Referring expression data:
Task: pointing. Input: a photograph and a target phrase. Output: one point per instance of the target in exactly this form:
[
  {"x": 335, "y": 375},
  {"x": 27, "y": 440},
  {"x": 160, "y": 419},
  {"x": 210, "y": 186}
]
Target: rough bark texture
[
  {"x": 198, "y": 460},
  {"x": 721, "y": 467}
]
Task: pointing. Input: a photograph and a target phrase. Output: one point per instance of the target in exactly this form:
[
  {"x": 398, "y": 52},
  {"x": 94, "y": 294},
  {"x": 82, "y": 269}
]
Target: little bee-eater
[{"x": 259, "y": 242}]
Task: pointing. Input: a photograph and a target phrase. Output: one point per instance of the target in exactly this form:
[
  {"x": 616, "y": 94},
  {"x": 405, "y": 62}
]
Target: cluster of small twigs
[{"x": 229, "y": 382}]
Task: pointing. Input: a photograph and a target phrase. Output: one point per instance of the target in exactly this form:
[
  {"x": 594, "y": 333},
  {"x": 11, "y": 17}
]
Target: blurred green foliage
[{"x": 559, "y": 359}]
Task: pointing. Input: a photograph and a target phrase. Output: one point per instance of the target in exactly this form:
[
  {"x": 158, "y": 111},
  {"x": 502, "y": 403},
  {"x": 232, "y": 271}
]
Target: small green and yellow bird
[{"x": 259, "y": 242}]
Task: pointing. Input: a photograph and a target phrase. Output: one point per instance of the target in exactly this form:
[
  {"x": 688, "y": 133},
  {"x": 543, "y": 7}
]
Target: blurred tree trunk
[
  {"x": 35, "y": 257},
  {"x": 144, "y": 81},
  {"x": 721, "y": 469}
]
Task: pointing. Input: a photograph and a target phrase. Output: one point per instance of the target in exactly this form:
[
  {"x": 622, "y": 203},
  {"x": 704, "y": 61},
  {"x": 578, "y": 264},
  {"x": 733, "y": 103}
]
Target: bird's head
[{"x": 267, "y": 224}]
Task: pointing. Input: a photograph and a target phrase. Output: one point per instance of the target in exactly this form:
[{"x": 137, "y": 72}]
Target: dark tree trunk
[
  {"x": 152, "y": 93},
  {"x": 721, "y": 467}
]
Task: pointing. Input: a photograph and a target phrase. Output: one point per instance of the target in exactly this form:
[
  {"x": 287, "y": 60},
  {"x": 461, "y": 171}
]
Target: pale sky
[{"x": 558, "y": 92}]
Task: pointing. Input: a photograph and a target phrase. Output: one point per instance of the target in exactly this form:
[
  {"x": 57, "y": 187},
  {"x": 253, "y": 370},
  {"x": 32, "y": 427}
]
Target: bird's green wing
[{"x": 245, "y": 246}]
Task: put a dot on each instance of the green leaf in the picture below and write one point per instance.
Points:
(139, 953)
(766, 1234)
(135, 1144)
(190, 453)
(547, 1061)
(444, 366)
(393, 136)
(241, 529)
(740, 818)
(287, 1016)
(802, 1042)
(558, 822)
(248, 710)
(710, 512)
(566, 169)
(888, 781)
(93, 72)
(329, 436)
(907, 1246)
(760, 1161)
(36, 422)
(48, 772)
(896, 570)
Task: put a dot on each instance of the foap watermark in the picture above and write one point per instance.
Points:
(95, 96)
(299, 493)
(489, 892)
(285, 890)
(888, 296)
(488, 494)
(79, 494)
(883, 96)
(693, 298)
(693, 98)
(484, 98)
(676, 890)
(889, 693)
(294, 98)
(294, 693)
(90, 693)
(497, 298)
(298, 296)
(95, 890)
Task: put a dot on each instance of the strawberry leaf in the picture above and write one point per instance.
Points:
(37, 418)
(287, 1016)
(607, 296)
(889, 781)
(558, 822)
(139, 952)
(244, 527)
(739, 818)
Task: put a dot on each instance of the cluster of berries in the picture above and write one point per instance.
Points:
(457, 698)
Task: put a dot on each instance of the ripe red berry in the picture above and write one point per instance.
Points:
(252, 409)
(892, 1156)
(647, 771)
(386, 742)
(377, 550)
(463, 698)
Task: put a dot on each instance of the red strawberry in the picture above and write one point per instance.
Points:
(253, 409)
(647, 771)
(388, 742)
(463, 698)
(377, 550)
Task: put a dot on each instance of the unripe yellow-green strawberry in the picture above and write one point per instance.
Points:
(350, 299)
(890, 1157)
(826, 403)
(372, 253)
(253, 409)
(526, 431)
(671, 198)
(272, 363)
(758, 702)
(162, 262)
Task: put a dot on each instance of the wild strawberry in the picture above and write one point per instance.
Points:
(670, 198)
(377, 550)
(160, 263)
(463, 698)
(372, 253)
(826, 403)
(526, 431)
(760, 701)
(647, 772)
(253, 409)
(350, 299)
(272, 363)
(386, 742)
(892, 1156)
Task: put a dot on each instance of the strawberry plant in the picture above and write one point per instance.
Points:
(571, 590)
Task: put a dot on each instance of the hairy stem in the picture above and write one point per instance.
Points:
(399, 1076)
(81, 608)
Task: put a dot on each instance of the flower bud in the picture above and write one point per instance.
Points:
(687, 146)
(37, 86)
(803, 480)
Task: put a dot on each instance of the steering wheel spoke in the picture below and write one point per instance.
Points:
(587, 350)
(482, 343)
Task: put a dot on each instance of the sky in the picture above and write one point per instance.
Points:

YOUR OBJECTIVE -
Write down every entry exactly.

COMPLETED EXERCISE -
Task: pointing. Input: a photograph and a target phrase. Output: one point per instance of the target in exactly this form:
[
  {"x": 335, "y": 375},
  {"x": 27, "y": 440},
  {"x": 160, "y": 419},
  {"x": 210, "y": 186}
]
Target: rough bark texture
[
  {"x": 198, "y": 460},
  {"x": 721, "y": 467}
]
Task: pointing. Input: a photograph and a target phrase. Output: one point per instance of the target in exactly this form:
[
  {"x": 398, "y": 52},
  {"x": 94, "y": 294},
  {"x": 82, "y": 269}
]
Target: little bee-eater
[{"x": 259, "y": 242}]
Task: pointing. Input: a photograph and a target phrase. Output: one point per instance of the target in exactly this form:
[
  {"x": 616, "y": 94},
  {"x": 405, "y": 62}
]
Target: cluster of small twigs
[{"x": 229, "y": 382}]
Task: pointing. Input: a photograph and a target phrase. Output: one point per instance of the target in exactly this form:
[
  {"x": 594, "y": 333},
  {"x": 11, "y": 17}
]
Target: blurred green foliage
[{"x": 559, "y": 359}]
Task: pointing. Input: a photograph and a target phrase. Output: one point per instance of the target in exactly this form:
[
  {"x": 158, "y": 111},
  {"x": 502, "y": 403},
  {"x": 232, "y": 271}
]
Target: small green and yellow bird
[{"x": 259, "y": 242}]
Task: pointing. Input: a photograph and a target phrase. Output: one point per instance of the target in exactly this form:
[
  {"x": 688, "y": 133},
  {"x": 543, "y": 7}
]
Target: blurred tree trunk
[
  {"x": 35, "y": 257},
  {"x": 144, "y": 81},
  {"x": 721, "y": 469}
]
Task: pointing. Input: a photograph and a target phrase. Output: one point per instance of the target in exactly this form:
[
  {"x": 622, "y": 203},
  {"x": 704, "y": 61},
  {"x": 578, "y": 264},
  {"x": 733, "y": 103}
]
Target: bird's head
[{"x": 267, "y": 224}]
Task: pointing. Input: a photograph and a target phrase. Output: one point per instance of the target in exactly this form:
[{"x": 137, "y": 72}]
Target: dark tree trunk
[
  {"x": 152, "y": 93},
  {"x": 721, "y": 467}
]
Task: pointing. Input: a photograph and a target phrase. Output: one point per instance of the target in exactly this form:
[
  {"x": 287, "y": 60},
  {"x": 461, "y": 171}
]
Target: pale sky
[{"x": 558, "y": 92}]
Task: pointing. Input: a photograph and a target phrase. Output: one point per instance of the target in exactly this form:
[
  {"x": 57, "y": 187},
  {"x": 253, "y": 370},
  {"x": 32, "y": 427}
]
Target: bird's green wing
[{"x": 245, "y": 246}]
Task: put a dot on each instance of the green leaf in the picture below and write one point per instance.
Points:
(139, 953)
(766, 1234)
(135, 1144)
(190, 453)
(547, 1061)
(444, 366)
(393, 136)
(241, 529)
(740, 818)
(287, 1016)
(802, 1042)
(558, 822)
(248, 710)
(710, 512)
(566, 169)
(888, 781)
(93, 72)
(329, 436)
(907, 1246)
(760, 1161)
(36, 422)
(48, 772)
(896, 570)
Task: put a dot on each instance of the foap watermark in the picture above and write one point per instance.
Points:
(95, 96)
(299, 493)
(489, 892)
(285, 890)
(888, 296)
(488, 494)
(79, 494)
(883, 96)
(693, 298)
(693, 98)
(484, 98)
(676, 890)
(889, 693)
(294, 98)
(294, 693)
(90, 693)
(497, 298)
(298, 296)
(95, 890)
Task: put a dot on each instance of the strawberry leaf in the picture above and write one point per instance.
Points:
(37, 418)
(287, 1016)
(607, 296)
(889, 781)
(558, 822)
(139, 952)
(244, 527)
(739, 818)
Task: put a dot on each instance of the cluster of berries in the picture above and write one point per instance.
Points:
(457, 698)
Task: put a dot on each instance of the ripe red berry in the picture above and write one point per instance.
Points:
(252, 409)
(892, 1156)
(647, 771)
(386, 742)
(377, 550)
(463, 698)
Task: put a dot on each instance of the red strawberry in the picture above and write one point per instance.
Points:
(253, 409)
(647, 771)
(388, 742)
(463, 698)
(377, 550)
Task: put a dot on each instance of the unripe yellow-green strawberry in the picture above and write one point per instance.
Points:
(350, 299)
(890, 1157)
(826, 403)
(372, 253)
(253, 409)
(526, 431)
(671, 198)
(272, 363)
(758, 702)
(162, 262)
Task: put a dot on each instance of the wild strawberry in the picture above and write one point per instance.
Points:
(670, 198)
(377, 550)
(160, 263)
(463, 698)
(372, 253)
(826, 403)
(526, 431)
(760, 701)
(647, 772)
(253, 409)
(350, 299)
(272, 363)
(386, 742)
(892, 1156)
Task: put a dot on each instance of the strawberry plant in the picture above and write one point per instance.
Points:
(571, 590)
Task: put a dot on each instance of the hairy stem in the picture above and write one point per instance.
Points:
(399, 1076)
(81, 608)
Task: put a dot on each instance of the flower bud in the picture above and write one point per instance.
Points:
(687, 146)
(37, 86)
(803, 480)
Task: put a dot on each instance of the steering wheel spoke in the picture below and write one point per instance.
Points:
(587, 350)
(482, 343)
Task: put a dot on each instance of the sky in the picture above and write one point per instance.
Points:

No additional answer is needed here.